▶ _TASK DESCRIPTION_:
Search the entries for the word "vent" and copy each line that has it.

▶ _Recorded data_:
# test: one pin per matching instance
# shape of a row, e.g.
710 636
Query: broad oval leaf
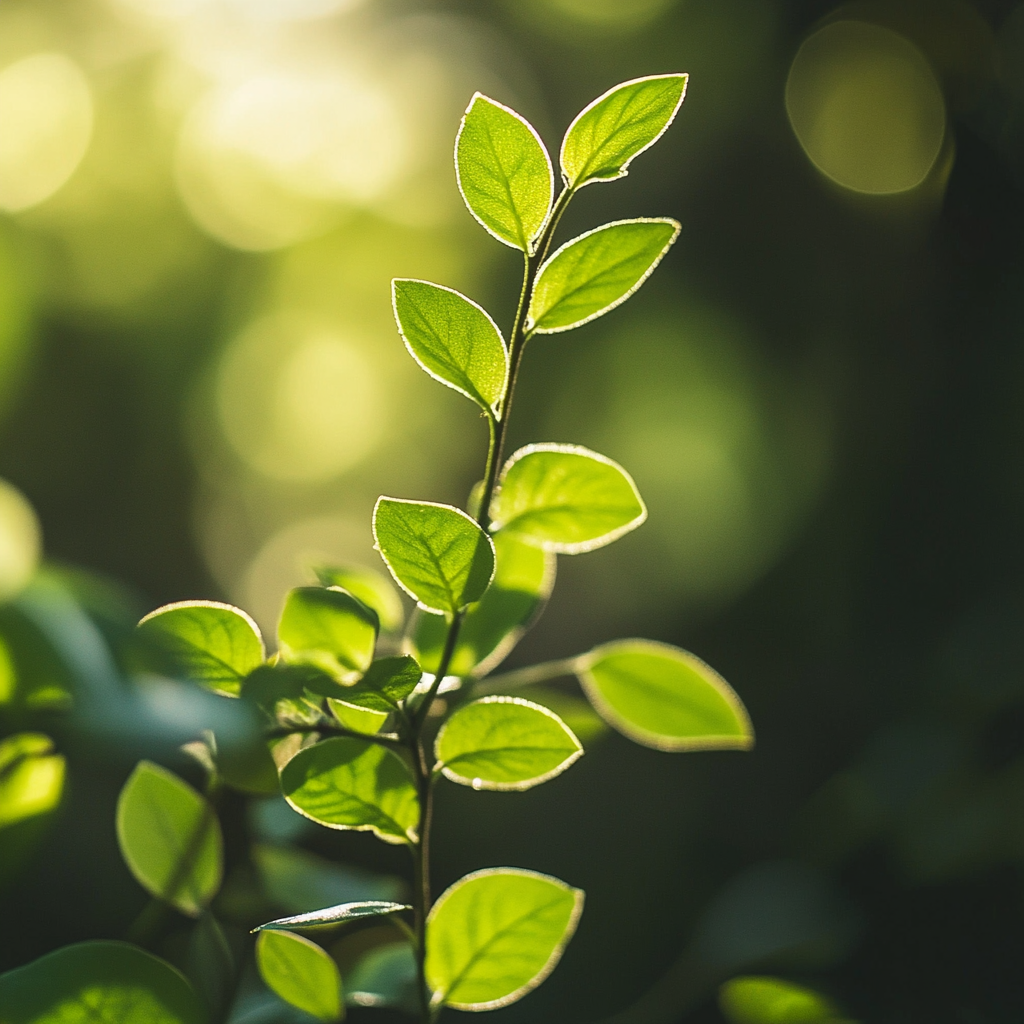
504 172
597 271
524 577
301 973
170 839
565 499
328 628
353 783
340 914
453 339
505 743
497 934
662 696
214 644
608 133
437 554
99 982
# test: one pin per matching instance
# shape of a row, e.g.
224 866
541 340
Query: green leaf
505 743
664 697
497 934
504 172
772 1000
353 783
170 838
523 580
214 644
340 914
329 629
565 499
606 134
597 271
454 339
101 983
374 590
301 974
437 554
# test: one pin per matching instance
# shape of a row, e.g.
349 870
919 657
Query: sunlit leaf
437 554
454 339
497 934
606 134
504 172
328 628
301 974
101 983
565 499
353 783
597 271
170 838
664 697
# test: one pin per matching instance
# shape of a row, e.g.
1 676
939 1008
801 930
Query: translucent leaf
340 914
438 555
504 172
606 134
664 697
353 783
170 838
523 580
301 974
505 743
101 983
374 590
328 628
214 644
597 271
565 499
454 339
497 934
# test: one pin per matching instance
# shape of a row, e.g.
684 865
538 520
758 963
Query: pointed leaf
662 696
597 271
437 554
505 743
101 983
504 172
170 838
454 339
606 134
565 499
497 934
301 974
329 629
214 644
353 783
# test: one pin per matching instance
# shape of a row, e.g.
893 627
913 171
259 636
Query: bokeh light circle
866 108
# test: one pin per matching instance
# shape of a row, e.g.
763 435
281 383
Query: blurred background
819 394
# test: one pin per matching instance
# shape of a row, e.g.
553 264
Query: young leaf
505 743
214 644
565 499
606 134
170 839
329 629
504 172
437 554
105 982
353 783
497 934
454 339
524 577
301 974
597 271
664 697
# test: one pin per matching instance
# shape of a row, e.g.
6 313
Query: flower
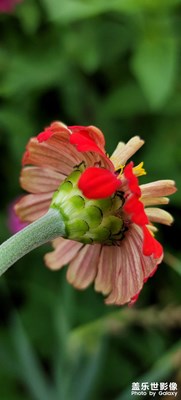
8 5
109 218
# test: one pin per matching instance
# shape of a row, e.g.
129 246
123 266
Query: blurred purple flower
13 221
8 5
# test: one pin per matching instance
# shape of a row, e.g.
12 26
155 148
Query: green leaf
73 10
154 62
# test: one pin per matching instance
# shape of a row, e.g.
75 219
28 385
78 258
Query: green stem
46 228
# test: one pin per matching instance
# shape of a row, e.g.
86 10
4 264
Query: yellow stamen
139 170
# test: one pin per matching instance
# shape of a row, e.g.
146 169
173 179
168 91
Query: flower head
108 216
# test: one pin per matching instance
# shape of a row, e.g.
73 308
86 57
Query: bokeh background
115 64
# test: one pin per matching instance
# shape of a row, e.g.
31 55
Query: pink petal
106 266
158 215
92 132
83 142
40 180
124 151
132 180
158 188
33 206
98 183
65 251
132 268
82 270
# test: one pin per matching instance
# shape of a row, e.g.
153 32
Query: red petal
132 179
98 183
45 135
84 142
25 157
133 299
151 245
135 208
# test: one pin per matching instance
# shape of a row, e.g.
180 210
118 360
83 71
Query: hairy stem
46 228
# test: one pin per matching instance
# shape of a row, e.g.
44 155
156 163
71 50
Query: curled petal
65 251
158 188
153 201
93 133
98 183
135 208
159 215
132 179
83 142
40 180
33 206
82 270
124 151
50 131
150 245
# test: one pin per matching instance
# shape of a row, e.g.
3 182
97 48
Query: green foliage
115 64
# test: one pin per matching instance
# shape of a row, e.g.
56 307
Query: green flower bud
88 221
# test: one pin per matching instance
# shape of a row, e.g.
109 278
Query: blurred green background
115 64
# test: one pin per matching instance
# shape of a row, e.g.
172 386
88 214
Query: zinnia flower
8 5
108 216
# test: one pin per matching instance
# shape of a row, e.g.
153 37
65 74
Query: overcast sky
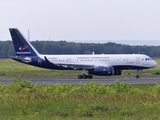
86 20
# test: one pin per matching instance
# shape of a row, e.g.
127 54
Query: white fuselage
126 61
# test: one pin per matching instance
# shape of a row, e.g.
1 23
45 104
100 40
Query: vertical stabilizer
21 44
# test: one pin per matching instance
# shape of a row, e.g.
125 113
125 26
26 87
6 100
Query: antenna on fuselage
28 35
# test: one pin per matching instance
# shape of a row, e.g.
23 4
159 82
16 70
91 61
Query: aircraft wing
26 60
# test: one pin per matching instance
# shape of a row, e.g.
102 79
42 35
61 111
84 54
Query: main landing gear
83 76
137 76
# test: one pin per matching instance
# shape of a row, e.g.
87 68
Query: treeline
63 47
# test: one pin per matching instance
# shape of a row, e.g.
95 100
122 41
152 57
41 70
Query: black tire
137 76
85 76
80 76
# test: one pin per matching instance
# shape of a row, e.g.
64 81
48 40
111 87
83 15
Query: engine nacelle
117 72
102 71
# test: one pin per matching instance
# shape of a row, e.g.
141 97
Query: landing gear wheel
137 76
90 76
85 76
80 76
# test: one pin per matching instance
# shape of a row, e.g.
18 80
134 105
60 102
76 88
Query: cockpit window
148 59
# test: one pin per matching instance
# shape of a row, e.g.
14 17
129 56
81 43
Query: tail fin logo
23 47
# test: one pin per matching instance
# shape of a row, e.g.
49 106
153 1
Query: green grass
21 100
13 69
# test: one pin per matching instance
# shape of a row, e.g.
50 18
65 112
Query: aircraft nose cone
155 64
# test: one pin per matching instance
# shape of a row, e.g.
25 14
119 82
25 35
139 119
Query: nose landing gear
137 76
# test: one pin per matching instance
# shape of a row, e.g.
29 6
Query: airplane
96 64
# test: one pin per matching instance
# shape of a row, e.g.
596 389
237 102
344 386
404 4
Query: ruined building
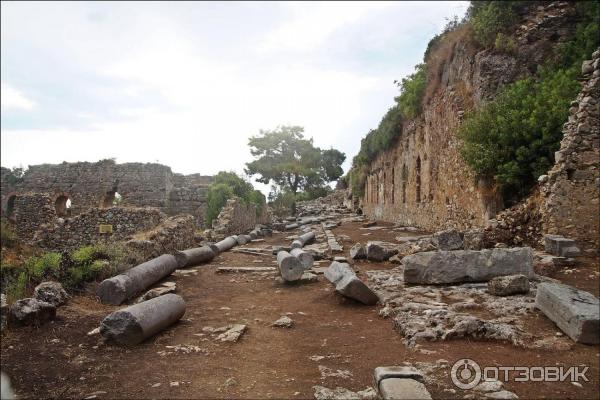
423 181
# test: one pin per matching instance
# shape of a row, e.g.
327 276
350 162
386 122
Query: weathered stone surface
439 267
305 257
380 251
136 323
290 267
226 244
125 286
32 312
358 252
561 246
51 292
575 311
195 256
449 239
508 285
347 283
400 389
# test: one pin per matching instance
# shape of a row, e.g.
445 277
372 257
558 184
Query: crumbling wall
422 179
238 217
88 185
571 204
84 229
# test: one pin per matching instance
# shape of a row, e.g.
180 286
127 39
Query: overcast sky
186 84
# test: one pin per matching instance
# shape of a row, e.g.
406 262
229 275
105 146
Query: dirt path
60 360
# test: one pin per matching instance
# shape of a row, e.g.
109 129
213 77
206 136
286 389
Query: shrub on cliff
513 138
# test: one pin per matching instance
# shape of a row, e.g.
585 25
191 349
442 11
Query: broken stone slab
125 286
576 312
508 285
226 244
290 267
51 292
195 256
560 246
32 312
400 389
347 283
441 267
246 269
358 252
305 257
449 239
380 251
138 322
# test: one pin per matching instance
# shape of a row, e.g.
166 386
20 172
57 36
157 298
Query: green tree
292 162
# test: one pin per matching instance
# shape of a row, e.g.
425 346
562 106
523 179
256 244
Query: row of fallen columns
140 321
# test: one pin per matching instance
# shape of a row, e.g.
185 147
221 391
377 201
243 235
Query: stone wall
571 204
174 233
422 179
83 229
88 185
238 217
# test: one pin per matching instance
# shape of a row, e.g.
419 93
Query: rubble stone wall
571 203
88 185
237 217
84 229
422 179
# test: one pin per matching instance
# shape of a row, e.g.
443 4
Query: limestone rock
575 311
32 311
51 292
449 239
508 285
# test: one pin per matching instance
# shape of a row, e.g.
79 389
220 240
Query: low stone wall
84 229
237 217
174 233
570 190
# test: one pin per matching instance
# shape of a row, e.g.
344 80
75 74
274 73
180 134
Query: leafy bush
411 92
7 235
513 138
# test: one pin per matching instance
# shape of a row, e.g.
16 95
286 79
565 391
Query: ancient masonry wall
571 203
422 180
84 229
237 217
88 185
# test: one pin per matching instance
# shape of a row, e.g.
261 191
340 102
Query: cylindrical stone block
119 288
290 267
226 244
136 323
195 256
306 259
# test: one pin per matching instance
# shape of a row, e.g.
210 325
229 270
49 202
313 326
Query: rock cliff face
422 180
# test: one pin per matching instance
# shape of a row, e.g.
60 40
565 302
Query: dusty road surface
332 342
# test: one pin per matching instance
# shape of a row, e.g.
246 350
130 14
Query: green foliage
7 235
225 186
412 89
292 162
513 138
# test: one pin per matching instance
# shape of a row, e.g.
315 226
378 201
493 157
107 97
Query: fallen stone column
290 267
305 257
119 288
576 312
440 267
226 244
136 323
195 256
347 283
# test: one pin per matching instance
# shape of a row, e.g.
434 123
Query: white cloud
13 98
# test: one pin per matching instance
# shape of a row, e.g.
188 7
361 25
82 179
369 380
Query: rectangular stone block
442 267
574 311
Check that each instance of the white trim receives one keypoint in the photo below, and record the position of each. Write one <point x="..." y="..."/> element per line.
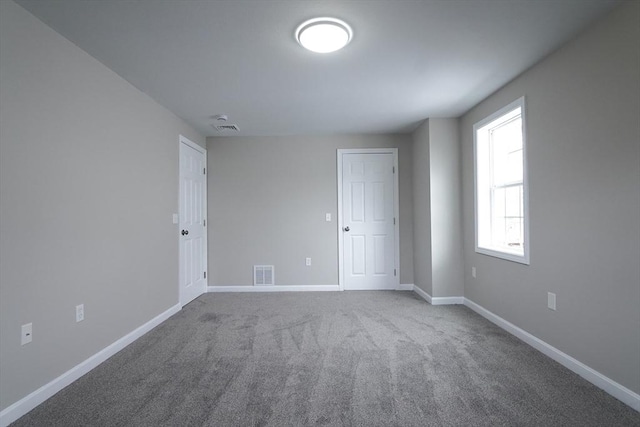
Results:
<point x="618" y="391"/>
<point x="27" y="403"/>
<point x="447" y="300"/>
<point x="396" y="207"/>
<point x="184" y="140"/>
<point x="425" y="296"/>
<point x="437" y="300"/>
<point x="525" y="258"/>
<point x="275" y="288"/>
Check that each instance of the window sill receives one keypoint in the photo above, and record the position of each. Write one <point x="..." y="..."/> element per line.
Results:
<point x="521" y="259"/>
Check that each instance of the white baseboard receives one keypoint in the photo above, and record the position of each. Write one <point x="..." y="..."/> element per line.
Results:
<point x="618" y="391"/>
<point x="438" y="300"/>
<point x="274" y="288"/>
<point x="27" y="403"/>
<point x="447" y="300"/>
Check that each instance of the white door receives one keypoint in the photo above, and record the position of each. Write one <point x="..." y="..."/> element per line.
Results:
<point x="368" y="212"/>
<point x="193" y="209"/>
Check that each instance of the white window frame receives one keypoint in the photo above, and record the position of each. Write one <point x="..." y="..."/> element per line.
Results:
<point x="492" y="250"/>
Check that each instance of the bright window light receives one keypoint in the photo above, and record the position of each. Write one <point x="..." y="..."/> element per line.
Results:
<point x="501" y="185"/>
<point x="324" y="35"/>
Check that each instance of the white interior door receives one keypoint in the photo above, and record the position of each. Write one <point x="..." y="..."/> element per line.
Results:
<point x="193" y="214"/>
<point x="368" y="219"/>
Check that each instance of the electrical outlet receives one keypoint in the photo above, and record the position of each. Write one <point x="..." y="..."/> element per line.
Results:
<point x="26" y="334"/>
<point x="79" y="313"/>
<point x="551" y="301"/>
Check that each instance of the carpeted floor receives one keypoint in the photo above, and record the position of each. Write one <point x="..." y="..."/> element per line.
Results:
<point x="329" y="359"/>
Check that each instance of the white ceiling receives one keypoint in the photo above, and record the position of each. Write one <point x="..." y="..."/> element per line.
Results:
<point x="409" y="59"/>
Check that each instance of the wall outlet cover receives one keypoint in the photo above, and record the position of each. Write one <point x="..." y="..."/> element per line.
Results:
<point x="79" y="313"/>
<point x="26" y="334"/>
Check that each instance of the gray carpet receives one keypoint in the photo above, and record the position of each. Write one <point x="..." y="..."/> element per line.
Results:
<point x="329" y="359"/>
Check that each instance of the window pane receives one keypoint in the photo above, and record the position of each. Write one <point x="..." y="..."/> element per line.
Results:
<point x="513" y="201"/>
<point x="513" y="170"/>
<point x="500" y="187"/>
<point x="514" y="234"/>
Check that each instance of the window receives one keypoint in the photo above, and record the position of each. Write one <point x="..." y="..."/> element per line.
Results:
<point x="501" y="184"/>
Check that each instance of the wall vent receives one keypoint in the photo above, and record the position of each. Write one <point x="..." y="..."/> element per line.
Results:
<point x="263" y="275"/>
<point x="221" y="128"/>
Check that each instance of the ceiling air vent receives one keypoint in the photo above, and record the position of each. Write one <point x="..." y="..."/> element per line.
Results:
<point x="262" y="275"/>
<point x="222" y="128"/>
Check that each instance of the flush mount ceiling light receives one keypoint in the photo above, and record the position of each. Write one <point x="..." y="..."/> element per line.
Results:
<point x="324" y="35"/>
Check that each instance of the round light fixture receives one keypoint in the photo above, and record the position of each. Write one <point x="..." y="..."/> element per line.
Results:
<point x="324" y="35"/>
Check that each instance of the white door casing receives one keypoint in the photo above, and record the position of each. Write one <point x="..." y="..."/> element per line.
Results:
<point x="368" y="226"/>
<point x="193" y="214"/>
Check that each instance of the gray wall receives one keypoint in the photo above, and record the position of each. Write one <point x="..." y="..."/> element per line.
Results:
<point x="583" y="118"/>
<point x="438" y="266"/>
<point x="422" y="209"/>
<point x="268" y="197"/>
<point x="446" y="204"/>
<point x="88" y="184"/>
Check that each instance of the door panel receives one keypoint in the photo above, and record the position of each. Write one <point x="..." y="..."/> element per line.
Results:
<point x="368" y="233"/>
<point x="192" y="223"/>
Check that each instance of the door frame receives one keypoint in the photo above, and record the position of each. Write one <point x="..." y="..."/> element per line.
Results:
<point x="184" y="140"/>
<point x="396" y="208"/>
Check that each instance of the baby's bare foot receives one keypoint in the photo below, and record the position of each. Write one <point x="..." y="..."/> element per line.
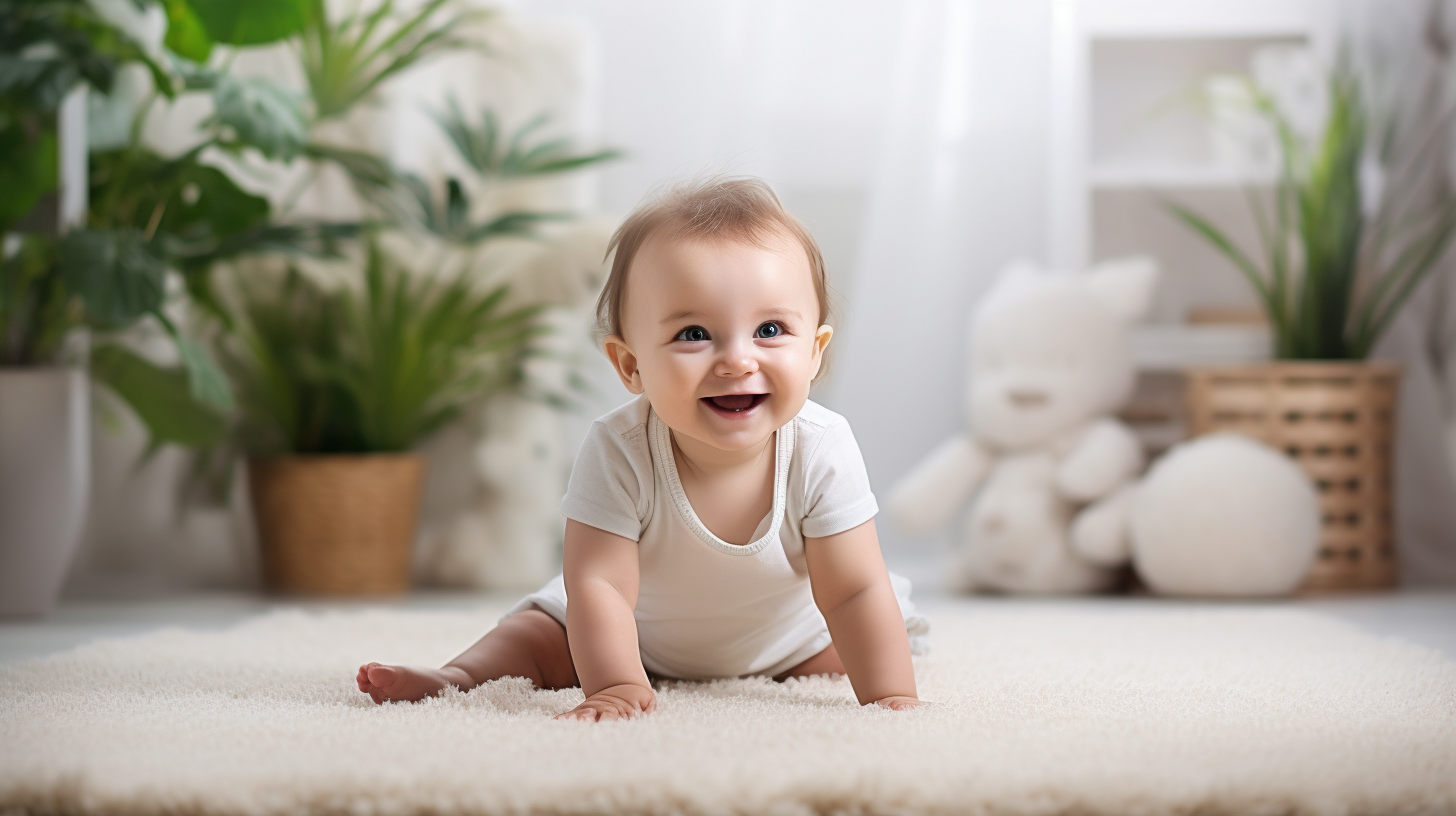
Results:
<point x="405" y="684"/>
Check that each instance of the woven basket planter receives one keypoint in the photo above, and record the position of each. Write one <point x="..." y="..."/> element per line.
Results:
<point x="1337" y="421"/>
<point x="337" y="525"/>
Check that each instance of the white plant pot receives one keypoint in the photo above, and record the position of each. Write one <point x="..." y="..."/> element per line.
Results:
<point x="44" y="483"/>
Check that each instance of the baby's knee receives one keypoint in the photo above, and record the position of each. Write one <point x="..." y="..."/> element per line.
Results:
<point x="540" y="637"/>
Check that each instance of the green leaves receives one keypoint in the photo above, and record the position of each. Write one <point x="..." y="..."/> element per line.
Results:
<point x="187" y="35"/>
<point x="262" y="115"/>
<point x="347" y="60"/>
<point x="488" y="153"/>
<point x="373" y="369"/>
<point x="114" y="273"/>
<point x="26" y="174"/>
<point x="1331" y="281"/>
<point x="249" y="22"/>
<point x="160" y="397"/>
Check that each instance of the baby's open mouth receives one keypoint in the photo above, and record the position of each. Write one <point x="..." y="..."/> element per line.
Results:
<point x="736" y="402"/>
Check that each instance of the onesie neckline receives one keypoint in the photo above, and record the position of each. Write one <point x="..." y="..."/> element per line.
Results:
<point x="661" y="446"/>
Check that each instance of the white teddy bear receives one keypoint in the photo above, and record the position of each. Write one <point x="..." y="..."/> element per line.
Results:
<point x="1049" y="363"/>
<point x="507" y="464"/>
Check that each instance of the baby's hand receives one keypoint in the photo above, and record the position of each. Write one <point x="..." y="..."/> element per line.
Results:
<point x="613" y="703"/>
<point x="900" y="703"/>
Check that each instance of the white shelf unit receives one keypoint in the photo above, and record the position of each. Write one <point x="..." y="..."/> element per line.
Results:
<point x="1130" y="136"/>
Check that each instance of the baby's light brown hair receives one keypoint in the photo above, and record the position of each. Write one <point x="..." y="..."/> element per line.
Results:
<point x="715" y="209"/>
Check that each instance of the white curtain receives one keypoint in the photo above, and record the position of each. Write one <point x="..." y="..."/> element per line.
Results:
<point x="961" y="188"/>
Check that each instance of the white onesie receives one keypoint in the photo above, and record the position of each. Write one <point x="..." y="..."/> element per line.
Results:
<point x="708" y="608"/>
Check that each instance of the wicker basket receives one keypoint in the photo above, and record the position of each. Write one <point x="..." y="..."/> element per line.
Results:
<point x="337" y="525"/>
<point x="1337" y="420"/>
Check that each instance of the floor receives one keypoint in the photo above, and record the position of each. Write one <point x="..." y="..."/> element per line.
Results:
<point x="1421" y="617"/>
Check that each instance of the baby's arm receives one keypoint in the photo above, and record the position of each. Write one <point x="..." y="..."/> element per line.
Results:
<point x="852" y="589"/>
<point x="602" y="586"/>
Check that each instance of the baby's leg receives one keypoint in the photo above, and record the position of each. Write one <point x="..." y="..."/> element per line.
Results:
<point x="527" y="644"/>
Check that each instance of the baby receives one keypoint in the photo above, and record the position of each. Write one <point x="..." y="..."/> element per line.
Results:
<point x="719" y="523"/>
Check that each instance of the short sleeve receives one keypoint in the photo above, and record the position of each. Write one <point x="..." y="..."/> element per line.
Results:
<point x="836" y="487"/>
<point x="606" y="488"/>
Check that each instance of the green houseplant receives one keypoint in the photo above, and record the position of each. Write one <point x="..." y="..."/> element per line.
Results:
<point x="335" y="388"/>
<point x="337" y="383"/>
<point x="1338" y="260"/>
<point x="66" y="277"/>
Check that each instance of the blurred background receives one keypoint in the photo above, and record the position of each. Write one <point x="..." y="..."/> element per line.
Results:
<point x="928" y="144"/>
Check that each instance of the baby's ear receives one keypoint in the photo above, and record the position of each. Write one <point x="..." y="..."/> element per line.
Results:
<point x="1124" y="284"/>
<point x="625" y="363"/>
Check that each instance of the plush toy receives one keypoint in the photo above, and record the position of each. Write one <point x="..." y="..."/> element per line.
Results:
<point x="1049" y="365"/>
<point x="1220" y="516"/>
<point x="492" y="518"/>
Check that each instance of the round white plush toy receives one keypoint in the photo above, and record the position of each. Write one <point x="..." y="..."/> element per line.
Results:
<point x="1223" y="516"/>
<point x="1046" y="465"/>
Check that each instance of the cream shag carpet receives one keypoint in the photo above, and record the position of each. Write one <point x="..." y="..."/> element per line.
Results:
<point x="1118" y="710"/>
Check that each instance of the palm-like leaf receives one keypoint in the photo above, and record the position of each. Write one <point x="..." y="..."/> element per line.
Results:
<point x="1318" y="309"/>
<point x="370" y="370"/>
<point x="489" y="155"/>
<point x="348" y="59"/>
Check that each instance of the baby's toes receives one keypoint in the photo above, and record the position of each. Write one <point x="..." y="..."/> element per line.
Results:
<point x="385" y="678"/>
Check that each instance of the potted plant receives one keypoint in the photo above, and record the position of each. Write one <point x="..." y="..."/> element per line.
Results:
<point x="64" y="280"/>
<point x="335" y="386"/>
<point x="1338" y="261"/>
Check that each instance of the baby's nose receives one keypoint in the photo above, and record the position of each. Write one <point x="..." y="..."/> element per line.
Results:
<point x="736" y="363"/>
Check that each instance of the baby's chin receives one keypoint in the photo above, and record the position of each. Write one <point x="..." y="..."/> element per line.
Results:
<point x="730" y="426"/>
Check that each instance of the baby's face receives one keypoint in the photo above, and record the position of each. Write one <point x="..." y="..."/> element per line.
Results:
<point x="724" y="338"/>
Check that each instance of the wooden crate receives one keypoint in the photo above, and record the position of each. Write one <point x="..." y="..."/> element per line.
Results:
<point x="1337" y="421"/>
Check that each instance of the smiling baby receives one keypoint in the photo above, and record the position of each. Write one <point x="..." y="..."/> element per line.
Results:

▶ _EXPECTED ANSWER_:
Check that each instance of the wall vent receives one keypoint in the photo above, and record the position of each. Write one <point x="..." y="..."/> element per line.
Check that each instance of the ceiling air vent receives one keypoint in the photo above, and record the position of each. Write one <point x="..." y="..."/> element per line.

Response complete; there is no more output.